> GIVEN REQUEST
Output the records exactly. Include every line.
── DATA PROVIDED ──
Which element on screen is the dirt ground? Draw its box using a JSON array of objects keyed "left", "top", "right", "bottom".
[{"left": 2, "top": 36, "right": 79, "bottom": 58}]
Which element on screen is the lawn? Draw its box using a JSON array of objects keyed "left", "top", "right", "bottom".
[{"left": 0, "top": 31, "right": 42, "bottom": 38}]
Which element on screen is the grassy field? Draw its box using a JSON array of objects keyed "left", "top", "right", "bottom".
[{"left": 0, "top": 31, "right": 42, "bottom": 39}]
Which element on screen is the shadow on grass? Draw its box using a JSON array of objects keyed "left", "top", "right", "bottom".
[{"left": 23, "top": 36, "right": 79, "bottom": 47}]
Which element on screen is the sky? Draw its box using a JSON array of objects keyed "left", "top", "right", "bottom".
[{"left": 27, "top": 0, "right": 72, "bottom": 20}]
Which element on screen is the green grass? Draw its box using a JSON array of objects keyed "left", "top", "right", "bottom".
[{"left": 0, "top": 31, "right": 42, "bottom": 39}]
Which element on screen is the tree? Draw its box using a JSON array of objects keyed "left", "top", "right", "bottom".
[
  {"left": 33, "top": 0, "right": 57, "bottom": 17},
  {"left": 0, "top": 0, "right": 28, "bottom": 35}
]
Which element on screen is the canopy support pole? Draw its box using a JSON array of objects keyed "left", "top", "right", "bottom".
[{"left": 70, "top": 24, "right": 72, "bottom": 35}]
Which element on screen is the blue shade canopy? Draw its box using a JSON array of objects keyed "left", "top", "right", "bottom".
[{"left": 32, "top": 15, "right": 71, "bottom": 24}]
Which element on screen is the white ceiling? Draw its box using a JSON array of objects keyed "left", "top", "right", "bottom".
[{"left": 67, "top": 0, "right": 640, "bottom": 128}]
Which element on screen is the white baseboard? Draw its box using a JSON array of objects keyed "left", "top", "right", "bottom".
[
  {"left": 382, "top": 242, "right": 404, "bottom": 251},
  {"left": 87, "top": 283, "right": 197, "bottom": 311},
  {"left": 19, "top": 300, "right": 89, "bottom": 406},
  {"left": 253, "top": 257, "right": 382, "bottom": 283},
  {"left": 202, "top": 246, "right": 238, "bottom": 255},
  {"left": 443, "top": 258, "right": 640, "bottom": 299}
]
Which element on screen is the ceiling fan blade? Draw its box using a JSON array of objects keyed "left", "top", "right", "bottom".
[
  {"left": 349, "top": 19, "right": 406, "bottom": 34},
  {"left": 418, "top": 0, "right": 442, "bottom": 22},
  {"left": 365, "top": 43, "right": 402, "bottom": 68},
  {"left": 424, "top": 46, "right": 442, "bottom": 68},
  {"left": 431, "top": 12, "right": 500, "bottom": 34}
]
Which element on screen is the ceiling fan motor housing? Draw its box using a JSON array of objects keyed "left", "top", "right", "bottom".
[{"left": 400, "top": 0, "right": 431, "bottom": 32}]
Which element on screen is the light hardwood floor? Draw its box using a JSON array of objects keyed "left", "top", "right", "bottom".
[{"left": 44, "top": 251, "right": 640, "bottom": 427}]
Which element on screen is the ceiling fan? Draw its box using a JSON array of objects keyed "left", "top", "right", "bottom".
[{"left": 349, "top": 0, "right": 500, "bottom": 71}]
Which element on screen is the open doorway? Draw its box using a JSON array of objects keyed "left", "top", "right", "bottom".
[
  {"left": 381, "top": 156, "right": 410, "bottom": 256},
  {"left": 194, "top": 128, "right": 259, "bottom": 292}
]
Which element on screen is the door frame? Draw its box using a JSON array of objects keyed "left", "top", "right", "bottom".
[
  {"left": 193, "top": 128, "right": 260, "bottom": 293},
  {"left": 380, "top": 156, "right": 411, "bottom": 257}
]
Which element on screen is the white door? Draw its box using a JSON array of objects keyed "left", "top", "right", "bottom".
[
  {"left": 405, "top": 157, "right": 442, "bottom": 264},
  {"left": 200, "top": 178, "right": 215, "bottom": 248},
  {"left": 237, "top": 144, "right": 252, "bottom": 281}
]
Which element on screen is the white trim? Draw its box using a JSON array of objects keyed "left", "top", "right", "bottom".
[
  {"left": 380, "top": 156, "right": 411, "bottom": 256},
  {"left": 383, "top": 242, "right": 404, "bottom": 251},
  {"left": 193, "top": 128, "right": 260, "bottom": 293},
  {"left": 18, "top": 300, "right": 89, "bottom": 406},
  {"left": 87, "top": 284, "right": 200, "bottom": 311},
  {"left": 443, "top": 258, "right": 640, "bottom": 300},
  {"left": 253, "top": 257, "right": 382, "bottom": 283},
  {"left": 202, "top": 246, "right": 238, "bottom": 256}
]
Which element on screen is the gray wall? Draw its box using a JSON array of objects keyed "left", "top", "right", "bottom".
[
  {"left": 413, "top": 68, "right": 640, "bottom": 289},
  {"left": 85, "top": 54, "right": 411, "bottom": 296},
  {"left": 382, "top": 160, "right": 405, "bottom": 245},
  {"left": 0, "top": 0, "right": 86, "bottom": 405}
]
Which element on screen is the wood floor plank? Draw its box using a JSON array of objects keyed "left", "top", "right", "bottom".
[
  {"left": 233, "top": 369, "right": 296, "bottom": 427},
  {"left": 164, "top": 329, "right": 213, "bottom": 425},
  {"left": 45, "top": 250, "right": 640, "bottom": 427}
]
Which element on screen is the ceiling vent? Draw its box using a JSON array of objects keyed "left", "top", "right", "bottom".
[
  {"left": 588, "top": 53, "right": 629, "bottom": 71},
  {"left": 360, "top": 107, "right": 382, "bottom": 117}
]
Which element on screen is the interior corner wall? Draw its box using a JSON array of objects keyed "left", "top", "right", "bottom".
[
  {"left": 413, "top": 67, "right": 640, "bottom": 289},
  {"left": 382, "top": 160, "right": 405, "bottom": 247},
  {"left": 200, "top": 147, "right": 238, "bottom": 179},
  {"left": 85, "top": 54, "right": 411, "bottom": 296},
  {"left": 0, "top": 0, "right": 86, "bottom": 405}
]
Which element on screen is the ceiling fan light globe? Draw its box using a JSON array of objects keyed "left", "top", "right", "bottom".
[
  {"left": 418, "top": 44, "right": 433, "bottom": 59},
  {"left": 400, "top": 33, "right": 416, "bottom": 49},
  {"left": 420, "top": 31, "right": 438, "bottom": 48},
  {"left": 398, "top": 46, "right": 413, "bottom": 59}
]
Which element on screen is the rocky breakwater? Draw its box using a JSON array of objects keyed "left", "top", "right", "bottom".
───
> ANSWER TO THE EXERCISE
Which element on screen is the dirt ground? Draw its box using a JSON array of objects keyed "left", "top", "right", "bottom".
[{"left": 2, "top": 36, "right": 79, "bottom": 58}]
Which element on screen is the lawn? Draw its box using a JSON array of objects keyed "left", "top", "right", "bottom".
[{"left": 0, "top": 31, "right": 42, "bottom": 38}]
Which element on screen is the grassy field? Draw its box using a JSON array of objects keyed "left", "top", "right", "bottom".
[{"left": 0, "top": 31, "right": 42, "bottom": 39}]
Which element on screen is the shadow on grass? Draw its box using a JSON array of objects keyed "left", "top", "right", "bottom".
[{"left": 23, "top": 36, "right": 79, "bottom": 47}]
Which element on screen is the sky? Draw its box using a JSON array of objects keyed "left", "top", "right", "bottom".
[{"left": 27, "top": 0, "right": 72, "bottom": 20}]
Which element on screen is the green grass? Draw its box using a JSON array of objects keyed "left", "top", "right", "bottom".
[{"left": 0, "top": 31, "right": 42, "bottom": 39}]
Which element on screen is the tree? Draw its box using a JSON array of objects keyed "left", "top", "right", "bottom".
[
  {"left": 33, "top": 0, "right": 57, "bottom": 17},
  {"left": 0, "top": 0, "right": 28, "bottom": 35}
]
Which element on screen is the canopy support pole? Draw its box using a JSON array of objects keyed "left", "top", "right", "bottom".
[{"left": 70, "top": 24, "right": 72, "bottom": 35}]
Which element on screen is the blue shade canopy? Draw its box using a JSON array of objects keyed "left", "top", "right", "bottom".
[{"left": 32, "top": 15, "right": 71, "bottom": 24}]
Which element on screen is the white ceiling? Draw its box using a JSON array of objects keyed "left", "top", "right", "bottom".
[{"left": 67, "top": 0, "right": 640, "bottom": 128}]
Which element on screen is the white baseboard? Draw its box using a JSON array of objects keyed "left", "top", "right", "bottom".
[
  {"left": 382, "top": 242, "right": 404, "bottom": 251},
  {"left": 87, "top": 283, "right": 197, "bottom": 311},
  {"left": 19, "top": 300, "right": 89, "bottom": 406},
  {"left": 253, "top": 257, "right": 382, "bottom": 283},
  {"left": 202, "top": 246, "right": 238, "bottom": 255},
  {"left": 443, "top": 258, "right": 640, "bottom": 299}
]
Which element on screen is the ceiling fan blade? Draw its box using a JSON array of objects keyed "left", "top", "right", "bottom".
[
  {"left": 349, "top": 19, "right": 406, "bottom": 34},
  {"left": 418, "top": 0, "right": 442, "bottom": 22},
  {"left": 365, "top": 43, "right": 402, "bottom": 68},
  {"left": 424, "top": 46, "right": 442, "bottom": 68},
  {"left": 431, "top": 12, "right": 500, "bottom": 34}
]
Which element on screen is the ceiling fan motor housing? Draw its box using a JSON array of objects keyed "left", "top", "right", "bottom".
[{"left": 400, "top": 0, "right": 431, "bottom": 32}]
Which element on screen is the light hardwood floor? Draw its box using a JSON array of objects keyed "left", "top", "right", "bottom".
[{"left": 44, "top": 251, "right": 640, "bottom": 427}]
Which element on screen is the ceiling fan? Draw its box using a JSON array of objects keyed "left", "top", "right", "bottom".
[{"left": 349, "top": 0, "right": 500, "bottom": 71}]
Which element on screen is the open doorway? Draw its box using a JSON array of objects keyed "left", "top", "right", "bottom".
[
  {"left": 381, "top": 156, "right": 410, "bottom": 256},
  {"left": 194, "top": 128, "right": 259, "bottom": 292}
]
Which element on screen is the door frame? Draw its box using a JSON array of objects keyed "left", "top", "right", "bottom".
[
  {"left": 193, "top": 128, "right": 260, "bottom": 293},
  {"left": 380, "top": 156, "right": 411, "bottom": 257}
]
Which element on screen is the white door? Draw its box using a JSON array of objects keyed "left", "top", "right", "bottom".
[
  {"left": 405, "top": 157, "right": 442, "bottom": 264},
  {"left": 200, "top": 178, "right": 215, "bottom": 248},
  {"left": 237, "top": 144, "right": 252, "bottom": 281}
]
Which element on screen is the white trim? Draw its box using a JSON array of objects keyed "left", "top", "right", "bottom".
[
  {"left": 380, "top": 156, "right": 411, "bottom": 256},
  {"left": 383, "top": 242, "right": 404, "bottom": 251},
  {"left": 193, "top": 128, "right": 260, "bottom": 293},
  {"left": 18, "top": 300, "right": 89, "bottom": 406},
  {"left": 87, "top": 284, "right": 200, "bottom": 311},
  {"left": 443, "top": 258, "right": 640, "bottom": 300},
  {"left": 253, "top": 257, "right": 382, "bottom": 283},
  {"left": 202, "top": 246, "right": 238, "bottom": 256}
]
Which element on screen is the gray wall? Draw its box using a JSON array of objects keyed "left", "top", "right", "bottom".
[
  {"left": 413, "top": 68, "right": 640, "bottom": 289},
  {"left": 85, "top": 54, "right": 411, "bottom": 296},
  {"left": 382, "top": 160, "right": 405, "bottom": 245},
  {"left": 0, "top": 0, "right": 86, "bottom": 405}
]
Which element on screen is the wood floor plank? Draw its box using a JSON array of objects keyed "left", "top", "right", "bottom".
[
  {"left": 233, "top": 369, "right": 296, "bottom": 427},
  {"left": 164, "top": 329, "right": 213, "bottom": 425},
  {"left": 45, "top": 250, "right": 640, "bottom": 427}
]
Which element on screen is the ceiling vent? Draw its box using a JSON array of objects keyed "left", "top", "right", "bottom".
[
  {"left": 588, "top": 53, "right": 629, "bottom": 71},
  {"left": 360, "top": 107, "right": 382, "bottom": 117}
]
Which element on screen is the interior corner wall? Draw its box using a JSON array of objects keyed "left", "top", "right", "bottom".
[
  {"left": 413, "top": 67, "right": 640, "bottom": 289},
  {"left": 382, "top": 160, "right": 405, "bottom": 247},
  {"left": 200, "top": 147, "right": 238, "bottom": 179},
  {"left": 85, "top": 54, "right": 411, "bottom": 296},
  {"left": 0, "top": 0, "right": 86, "bottom": 405}
]
Which element on screen is the ceiling fan light globe? Draw its box using a JSON array of objects keyed "left", "top", "right", "bottom".
[
  {"left": 418, "top": 44, "right": 433, "bottom": 59},
  {"left": 400, "top": 33, "right": 416, "bottom": 49},
  {"left": 420, "top": 31, "right": 438, "bottom": 48},
  {"left": 398, "top": 46, "right": 413, "bottom": 59}
]
Which element on screen is the rocky breakwater? Draw its box using a JSON array of objects keyed "left", "top", "right", "bottom".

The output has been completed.